Since we're on the subject of electric cars, don't forget that the production of batteries and electric motors is very expensive. I'm not necessarily talking about monetary costs, but rather cost in resources and energy. Again, I support the development and usage of electric vehicles but dare not ignore their true cost.
>It seems the only answer that comes up is carbon credits and absolute emission limits.
You have so much more power to control your resource usage than the government. Don't rely on them for a solution. You can choose what you eat (agriculture is a huge resource spender), how you travel (walk or take public transport), what and why you buy (industry is another big spender), and your home resource usage. Don't pass the buck and blindly empower the government when it's our responsibility.
Now if only the planet was run on pancake power. Then, surely, I would be the true master of Earth.
edit
BTW, great video and awesome car. Would love to give it a go (as with all Audi Rx cars
>> ^bcglorf:
Well, nuclear is there to make electricity and vehicles emission free. If the greens hadn't worked so hard to ensure that nuclear power was stopped the 41% for electricity and whatever chunk of transportation is vehicles would all be gone.
But fine, is you wanna be sarcastic how about you chime in with a better solution. You hear plenty of chicken little's running around crying it's time to panic. You hear plenty of talk about reducing our emissions. You don't hear nearly so much about how to do that. It seems the only answer that comes up is carbon credits and absolute emission limits. Without nuclear power for electricity production and switching large parts of transportation over to electricity, what is left? Are we just to stop using transportation and electricity all together I suppose?

Questions to answer:
1. Decide whether each statement agrees with the comment thread about emissions. Answer yes or no for each one, and quote the deciding words. (a) The cost of producing batteries and electric motors is described mainly as a monetary cost. (b) Agriculture is called a huge resource spender. (c) The greens are said to have worked to stop nuclear power.
2. Pick up the comment thread about emissions after its final sentence, and write a continuation of it.
The records that follow are not needed for the tasks on the comment thread about emissions.

Extracted records:

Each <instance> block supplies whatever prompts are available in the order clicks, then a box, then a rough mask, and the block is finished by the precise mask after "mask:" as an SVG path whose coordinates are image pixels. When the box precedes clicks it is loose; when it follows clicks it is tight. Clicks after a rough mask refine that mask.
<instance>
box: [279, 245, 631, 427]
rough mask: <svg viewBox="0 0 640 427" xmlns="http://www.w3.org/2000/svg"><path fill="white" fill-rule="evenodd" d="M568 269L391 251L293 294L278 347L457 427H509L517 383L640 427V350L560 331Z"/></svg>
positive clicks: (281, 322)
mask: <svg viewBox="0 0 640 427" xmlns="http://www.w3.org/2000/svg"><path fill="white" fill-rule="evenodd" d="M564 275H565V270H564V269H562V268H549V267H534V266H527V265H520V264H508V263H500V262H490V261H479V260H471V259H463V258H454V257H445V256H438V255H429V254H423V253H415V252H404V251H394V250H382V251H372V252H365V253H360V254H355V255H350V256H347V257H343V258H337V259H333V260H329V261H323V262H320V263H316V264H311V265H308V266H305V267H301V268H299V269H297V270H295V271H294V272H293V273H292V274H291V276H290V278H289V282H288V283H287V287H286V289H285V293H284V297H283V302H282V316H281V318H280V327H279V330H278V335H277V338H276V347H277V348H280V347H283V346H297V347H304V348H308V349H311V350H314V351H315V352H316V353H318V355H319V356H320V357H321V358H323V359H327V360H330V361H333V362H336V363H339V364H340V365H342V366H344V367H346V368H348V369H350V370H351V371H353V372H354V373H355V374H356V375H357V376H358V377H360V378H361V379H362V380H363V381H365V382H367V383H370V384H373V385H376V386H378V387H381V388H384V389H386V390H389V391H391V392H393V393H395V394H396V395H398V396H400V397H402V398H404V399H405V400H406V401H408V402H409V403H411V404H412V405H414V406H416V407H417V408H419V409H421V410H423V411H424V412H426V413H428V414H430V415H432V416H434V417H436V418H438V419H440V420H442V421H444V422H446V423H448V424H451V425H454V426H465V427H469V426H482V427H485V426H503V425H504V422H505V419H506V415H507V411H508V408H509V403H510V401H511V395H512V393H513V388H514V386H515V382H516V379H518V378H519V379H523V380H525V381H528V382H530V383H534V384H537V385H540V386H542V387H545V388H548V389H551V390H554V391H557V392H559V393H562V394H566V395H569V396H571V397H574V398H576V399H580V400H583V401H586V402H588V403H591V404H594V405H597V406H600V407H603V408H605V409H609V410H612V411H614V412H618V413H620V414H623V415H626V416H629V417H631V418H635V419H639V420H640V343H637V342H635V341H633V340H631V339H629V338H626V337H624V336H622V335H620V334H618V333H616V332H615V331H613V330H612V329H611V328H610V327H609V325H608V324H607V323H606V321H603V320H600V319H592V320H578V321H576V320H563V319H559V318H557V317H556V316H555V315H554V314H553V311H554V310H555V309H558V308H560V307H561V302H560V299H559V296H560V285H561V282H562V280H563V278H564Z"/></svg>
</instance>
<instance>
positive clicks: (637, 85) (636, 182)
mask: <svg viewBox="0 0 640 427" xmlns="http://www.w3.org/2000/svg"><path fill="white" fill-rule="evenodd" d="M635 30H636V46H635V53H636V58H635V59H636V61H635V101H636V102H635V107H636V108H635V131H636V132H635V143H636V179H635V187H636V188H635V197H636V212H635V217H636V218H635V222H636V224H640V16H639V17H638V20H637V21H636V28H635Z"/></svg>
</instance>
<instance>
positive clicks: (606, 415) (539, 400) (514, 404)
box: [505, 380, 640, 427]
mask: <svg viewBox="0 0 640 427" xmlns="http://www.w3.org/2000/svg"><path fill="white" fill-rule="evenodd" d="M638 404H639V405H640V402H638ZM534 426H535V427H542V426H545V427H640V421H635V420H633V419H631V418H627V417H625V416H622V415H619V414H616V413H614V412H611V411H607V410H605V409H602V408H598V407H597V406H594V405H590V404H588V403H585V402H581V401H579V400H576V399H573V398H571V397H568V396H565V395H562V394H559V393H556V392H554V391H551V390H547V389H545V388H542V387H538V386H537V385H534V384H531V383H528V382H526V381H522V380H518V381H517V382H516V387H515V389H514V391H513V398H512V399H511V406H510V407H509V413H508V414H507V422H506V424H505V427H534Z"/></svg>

Answers to this exercise:
1.
(a) No: "I'm not necessarily talking about monetary costs, but rather cost in resources and energy."
(b) Yes: "agriculture is a huge resource spender"
(c) Yes: "If the greens hadn't worked so hard to ensure that nuclear power was stopped"

2.
>> ^bremnet:
Yes, so true. Just look at all of the countries signing up for new nuclear power plants. Oh, and of course, those who generate their electricity today with that peskily cheaper natural gas from shale gas will likely just shut that down. Forgot to ask, how do we generate the electricity to charge our batteries? If you say anything that involves rubbing balloons in ones hair, well that's just too clever! Let's see - in 2009, 41% of global CO2 emissions were from the generation of electricity and heat, and only 23% for transport per the IEA report (that's all transport - cars, trucks, buses, seagoing vessels, trains, planes) so let's call your 30% a rounding error. By 2015, it is estimated that the total CO2 emissions from seagoing vessels will surpass that for all land based automobiles, so can we get a video of an electric cargo ship instead of this car? Pretty sure they have those, right? If we have electric vehicles, and have to generate more electricity ummm... (head explodes). Top marks for enthusiasm, but I'm afraid we're going to have to keep you back for another year to re-teach math and energy balance.




But just how much can you realistically reduce your emissions by through changed behaviour? I doubt even 50% is realistic. Now, how about getting our entire society to do the same, are people gonna voluntarily give up everything they need to drop 50%? Not a chance.

If electric cars can be improved enough to be desirable over gas, then a switch over to nuclear for electricity production can drop emissions nearly 50%. More importantly, it happens by consumers buying something new because they simply want to, and government/corporations making money off selling nuclear energy to run everyone's new cars.

Short of putting guns to peoples heads and telling them what they can and can not eat, how far they are allowed to travel in a year, and enforcing that across the globe, emissions ARE NOT going to be lowered. Electric cars and nuclear power are the only viable options out there and they are either ready now(nuclear) or will be very, very soon(electric cars).